Records excerpted from a collection
-*-*-
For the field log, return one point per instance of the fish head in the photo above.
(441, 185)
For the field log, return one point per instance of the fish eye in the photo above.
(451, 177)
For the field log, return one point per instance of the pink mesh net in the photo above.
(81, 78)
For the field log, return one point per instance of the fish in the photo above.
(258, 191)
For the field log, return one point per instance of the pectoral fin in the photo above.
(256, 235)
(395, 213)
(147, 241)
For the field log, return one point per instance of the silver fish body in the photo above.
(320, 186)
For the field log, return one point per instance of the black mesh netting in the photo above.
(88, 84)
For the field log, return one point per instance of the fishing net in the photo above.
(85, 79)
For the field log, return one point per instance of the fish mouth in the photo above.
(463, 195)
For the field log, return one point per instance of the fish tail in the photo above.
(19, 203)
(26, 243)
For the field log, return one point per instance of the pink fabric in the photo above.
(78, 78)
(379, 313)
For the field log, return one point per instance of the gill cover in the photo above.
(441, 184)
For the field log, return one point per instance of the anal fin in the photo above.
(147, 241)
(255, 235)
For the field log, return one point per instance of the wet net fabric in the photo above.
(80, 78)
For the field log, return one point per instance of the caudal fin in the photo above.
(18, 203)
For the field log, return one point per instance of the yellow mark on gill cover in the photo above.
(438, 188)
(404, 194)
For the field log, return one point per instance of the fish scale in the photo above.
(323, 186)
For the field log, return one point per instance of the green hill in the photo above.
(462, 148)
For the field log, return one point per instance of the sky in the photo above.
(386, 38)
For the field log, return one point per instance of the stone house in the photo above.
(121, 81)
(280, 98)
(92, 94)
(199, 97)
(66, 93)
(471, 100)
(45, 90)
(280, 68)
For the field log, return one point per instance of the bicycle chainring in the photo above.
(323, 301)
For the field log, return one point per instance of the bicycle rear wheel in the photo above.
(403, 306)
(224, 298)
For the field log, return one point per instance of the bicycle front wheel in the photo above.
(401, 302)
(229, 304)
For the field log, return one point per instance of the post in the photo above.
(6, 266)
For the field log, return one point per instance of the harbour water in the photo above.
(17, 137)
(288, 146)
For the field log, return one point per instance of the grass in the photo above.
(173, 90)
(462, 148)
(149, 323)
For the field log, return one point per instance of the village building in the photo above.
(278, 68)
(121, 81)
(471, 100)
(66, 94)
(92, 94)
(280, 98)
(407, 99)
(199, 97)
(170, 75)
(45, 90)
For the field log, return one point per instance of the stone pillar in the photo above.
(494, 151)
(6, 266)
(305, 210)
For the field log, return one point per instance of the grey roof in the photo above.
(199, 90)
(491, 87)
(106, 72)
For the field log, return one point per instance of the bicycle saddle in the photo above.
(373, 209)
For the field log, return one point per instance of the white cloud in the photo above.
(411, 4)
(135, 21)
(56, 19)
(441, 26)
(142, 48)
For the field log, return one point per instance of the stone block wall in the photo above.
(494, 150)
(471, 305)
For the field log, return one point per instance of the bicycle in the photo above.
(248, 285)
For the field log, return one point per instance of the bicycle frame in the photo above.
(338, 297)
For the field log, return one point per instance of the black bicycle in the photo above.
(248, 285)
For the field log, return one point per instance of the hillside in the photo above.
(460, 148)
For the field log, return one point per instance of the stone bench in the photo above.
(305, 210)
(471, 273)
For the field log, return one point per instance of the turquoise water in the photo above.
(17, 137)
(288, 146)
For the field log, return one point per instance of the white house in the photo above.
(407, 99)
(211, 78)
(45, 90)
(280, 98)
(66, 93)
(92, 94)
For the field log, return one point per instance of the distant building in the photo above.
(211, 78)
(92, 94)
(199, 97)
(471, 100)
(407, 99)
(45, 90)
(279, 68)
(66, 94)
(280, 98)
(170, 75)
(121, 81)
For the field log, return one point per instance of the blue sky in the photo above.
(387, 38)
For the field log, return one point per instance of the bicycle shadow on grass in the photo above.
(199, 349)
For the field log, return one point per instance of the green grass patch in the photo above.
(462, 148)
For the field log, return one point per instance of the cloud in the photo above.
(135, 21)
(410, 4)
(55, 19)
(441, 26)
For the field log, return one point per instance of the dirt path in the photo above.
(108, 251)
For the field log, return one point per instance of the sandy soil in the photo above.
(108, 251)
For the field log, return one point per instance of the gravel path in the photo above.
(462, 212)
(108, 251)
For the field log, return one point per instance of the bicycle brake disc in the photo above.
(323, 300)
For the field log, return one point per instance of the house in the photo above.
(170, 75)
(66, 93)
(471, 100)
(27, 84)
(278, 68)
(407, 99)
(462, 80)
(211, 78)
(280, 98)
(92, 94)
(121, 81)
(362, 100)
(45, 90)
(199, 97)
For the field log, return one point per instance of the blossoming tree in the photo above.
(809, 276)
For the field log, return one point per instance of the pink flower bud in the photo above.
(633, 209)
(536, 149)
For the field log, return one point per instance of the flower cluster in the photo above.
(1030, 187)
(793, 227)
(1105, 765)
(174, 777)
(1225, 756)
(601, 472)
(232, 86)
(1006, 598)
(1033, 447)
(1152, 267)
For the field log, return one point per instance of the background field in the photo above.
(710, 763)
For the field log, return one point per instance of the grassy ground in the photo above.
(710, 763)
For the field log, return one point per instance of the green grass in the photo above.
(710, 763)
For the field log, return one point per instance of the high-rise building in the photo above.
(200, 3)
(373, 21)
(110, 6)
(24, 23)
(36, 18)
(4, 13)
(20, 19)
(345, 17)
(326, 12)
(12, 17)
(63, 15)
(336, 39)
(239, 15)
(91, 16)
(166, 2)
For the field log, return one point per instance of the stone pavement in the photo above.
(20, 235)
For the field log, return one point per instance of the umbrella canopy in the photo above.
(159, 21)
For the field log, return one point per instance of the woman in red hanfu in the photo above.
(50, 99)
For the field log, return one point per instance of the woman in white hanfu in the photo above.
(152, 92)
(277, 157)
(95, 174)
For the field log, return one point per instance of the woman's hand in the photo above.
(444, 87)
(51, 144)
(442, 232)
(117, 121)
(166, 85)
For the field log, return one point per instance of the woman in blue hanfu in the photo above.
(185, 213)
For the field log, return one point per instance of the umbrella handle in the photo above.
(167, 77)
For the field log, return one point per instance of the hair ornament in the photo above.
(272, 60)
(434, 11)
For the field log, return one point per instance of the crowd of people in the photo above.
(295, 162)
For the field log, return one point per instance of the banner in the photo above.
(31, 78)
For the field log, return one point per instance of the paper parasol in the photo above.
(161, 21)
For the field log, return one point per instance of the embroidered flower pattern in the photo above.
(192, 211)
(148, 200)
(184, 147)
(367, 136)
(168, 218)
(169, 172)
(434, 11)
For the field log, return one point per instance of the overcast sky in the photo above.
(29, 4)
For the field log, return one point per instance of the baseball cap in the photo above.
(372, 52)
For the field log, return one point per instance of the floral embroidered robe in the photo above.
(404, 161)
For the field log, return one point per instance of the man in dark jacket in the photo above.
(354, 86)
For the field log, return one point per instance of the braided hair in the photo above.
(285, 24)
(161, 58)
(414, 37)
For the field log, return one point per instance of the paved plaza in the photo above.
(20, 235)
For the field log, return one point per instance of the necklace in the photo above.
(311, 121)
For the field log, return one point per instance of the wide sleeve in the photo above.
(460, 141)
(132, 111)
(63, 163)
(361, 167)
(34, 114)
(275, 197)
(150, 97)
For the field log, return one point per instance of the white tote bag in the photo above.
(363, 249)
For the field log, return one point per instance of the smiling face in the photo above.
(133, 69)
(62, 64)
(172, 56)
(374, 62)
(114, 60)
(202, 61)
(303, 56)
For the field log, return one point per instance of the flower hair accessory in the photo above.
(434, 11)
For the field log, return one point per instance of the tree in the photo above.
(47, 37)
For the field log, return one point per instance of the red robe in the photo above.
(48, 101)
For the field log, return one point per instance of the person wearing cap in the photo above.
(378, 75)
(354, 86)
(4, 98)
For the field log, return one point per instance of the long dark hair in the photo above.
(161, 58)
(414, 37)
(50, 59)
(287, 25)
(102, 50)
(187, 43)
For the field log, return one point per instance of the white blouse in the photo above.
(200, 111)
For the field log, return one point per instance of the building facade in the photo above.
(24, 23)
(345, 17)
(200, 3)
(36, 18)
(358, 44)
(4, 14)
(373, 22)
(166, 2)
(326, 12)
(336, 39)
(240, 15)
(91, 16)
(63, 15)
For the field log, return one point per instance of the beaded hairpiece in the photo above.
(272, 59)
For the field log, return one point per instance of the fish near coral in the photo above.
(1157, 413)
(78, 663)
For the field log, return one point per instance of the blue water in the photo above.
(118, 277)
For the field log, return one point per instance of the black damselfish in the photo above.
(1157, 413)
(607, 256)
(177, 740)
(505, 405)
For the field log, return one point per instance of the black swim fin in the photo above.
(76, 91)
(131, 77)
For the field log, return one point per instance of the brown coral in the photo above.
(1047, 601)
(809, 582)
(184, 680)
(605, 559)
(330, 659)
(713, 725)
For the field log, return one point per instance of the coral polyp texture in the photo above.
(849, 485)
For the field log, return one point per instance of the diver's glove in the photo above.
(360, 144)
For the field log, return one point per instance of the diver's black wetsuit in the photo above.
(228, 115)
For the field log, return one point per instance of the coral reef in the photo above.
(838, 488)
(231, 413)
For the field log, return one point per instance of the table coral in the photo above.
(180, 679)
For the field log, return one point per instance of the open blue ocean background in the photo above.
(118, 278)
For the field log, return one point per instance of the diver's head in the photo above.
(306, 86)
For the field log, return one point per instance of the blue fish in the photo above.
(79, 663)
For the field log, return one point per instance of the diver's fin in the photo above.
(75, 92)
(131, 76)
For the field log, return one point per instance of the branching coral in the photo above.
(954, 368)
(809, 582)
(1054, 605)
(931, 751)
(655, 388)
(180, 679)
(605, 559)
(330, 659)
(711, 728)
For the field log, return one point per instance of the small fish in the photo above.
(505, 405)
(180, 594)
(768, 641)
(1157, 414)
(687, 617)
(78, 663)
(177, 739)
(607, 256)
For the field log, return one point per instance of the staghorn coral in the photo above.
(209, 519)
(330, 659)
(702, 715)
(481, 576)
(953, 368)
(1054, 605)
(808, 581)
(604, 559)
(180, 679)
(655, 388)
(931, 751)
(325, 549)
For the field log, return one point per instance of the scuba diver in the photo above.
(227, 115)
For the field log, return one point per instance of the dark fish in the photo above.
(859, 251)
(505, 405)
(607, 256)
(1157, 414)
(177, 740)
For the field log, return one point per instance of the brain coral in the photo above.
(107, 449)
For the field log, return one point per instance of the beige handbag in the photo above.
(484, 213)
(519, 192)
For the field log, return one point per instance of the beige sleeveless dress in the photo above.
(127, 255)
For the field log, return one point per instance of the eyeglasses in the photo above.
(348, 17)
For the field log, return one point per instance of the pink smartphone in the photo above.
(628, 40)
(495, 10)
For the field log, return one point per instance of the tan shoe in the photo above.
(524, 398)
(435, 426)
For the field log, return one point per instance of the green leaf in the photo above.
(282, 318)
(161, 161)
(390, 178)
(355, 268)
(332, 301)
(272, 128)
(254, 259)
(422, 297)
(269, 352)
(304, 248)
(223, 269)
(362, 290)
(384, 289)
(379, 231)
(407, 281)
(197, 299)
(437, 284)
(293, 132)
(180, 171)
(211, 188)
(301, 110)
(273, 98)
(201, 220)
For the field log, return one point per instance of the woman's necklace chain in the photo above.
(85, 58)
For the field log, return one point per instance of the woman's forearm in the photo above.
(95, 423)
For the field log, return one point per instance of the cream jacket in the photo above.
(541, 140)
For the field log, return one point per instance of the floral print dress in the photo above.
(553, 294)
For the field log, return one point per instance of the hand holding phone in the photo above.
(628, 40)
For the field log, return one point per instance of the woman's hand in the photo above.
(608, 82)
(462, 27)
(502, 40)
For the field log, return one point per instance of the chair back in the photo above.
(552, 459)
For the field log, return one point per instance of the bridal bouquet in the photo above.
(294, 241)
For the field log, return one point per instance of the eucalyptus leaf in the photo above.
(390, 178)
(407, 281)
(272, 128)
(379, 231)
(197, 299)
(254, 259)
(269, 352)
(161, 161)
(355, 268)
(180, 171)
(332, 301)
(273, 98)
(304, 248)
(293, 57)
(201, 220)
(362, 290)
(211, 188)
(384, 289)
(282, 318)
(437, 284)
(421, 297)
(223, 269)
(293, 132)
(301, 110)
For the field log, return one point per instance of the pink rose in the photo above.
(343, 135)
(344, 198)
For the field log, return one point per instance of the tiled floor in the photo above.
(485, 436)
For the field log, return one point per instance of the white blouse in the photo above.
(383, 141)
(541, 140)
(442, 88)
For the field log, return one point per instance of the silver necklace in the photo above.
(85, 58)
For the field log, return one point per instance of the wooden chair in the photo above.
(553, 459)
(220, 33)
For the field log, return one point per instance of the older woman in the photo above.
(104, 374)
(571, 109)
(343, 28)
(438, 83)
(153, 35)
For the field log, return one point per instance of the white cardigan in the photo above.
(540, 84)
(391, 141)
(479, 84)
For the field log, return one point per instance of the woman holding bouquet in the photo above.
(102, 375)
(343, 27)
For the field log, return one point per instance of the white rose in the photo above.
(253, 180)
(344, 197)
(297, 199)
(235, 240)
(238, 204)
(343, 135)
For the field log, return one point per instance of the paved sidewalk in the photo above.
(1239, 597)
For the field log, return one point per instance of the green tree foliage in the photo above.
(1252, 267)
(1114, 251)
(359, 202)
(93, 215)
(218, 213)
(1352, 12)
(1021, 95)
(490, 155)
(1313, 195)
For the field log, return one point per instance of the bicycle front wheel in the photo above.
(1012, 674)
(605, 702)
-*-*-
§ **Direction**
Every line from the one containing "holding bouquet in the photo above." through the end of the data must be repeated exactly, and no other line.

§ **Result**
For the field log, return one point per instance of the woman holding bouquet in the photo above.
(102, 375)
(343, 27)
For the field log, return one point per instance of the white rose in the photo above.
(253, 180)
(344, 197)
(297, 199)
(235, 240)
(238, 204)
(343, 135)
For the field log, return one point per instance of the paved sidewalk in the photo above.
(1239, 597)
For the field log, return one point per instance of the green tree foliage in the photo above.
(1252, 267)
(1114, 251)
(359, 202)
(93, 215)
(218, 213)
(1352, 12)
(1021, 95)
(490, 155)
(1313, 195)
For the field log, return one point per instance of the bicycle front wheel in the photo above.
(1012, 674)
(605, 702)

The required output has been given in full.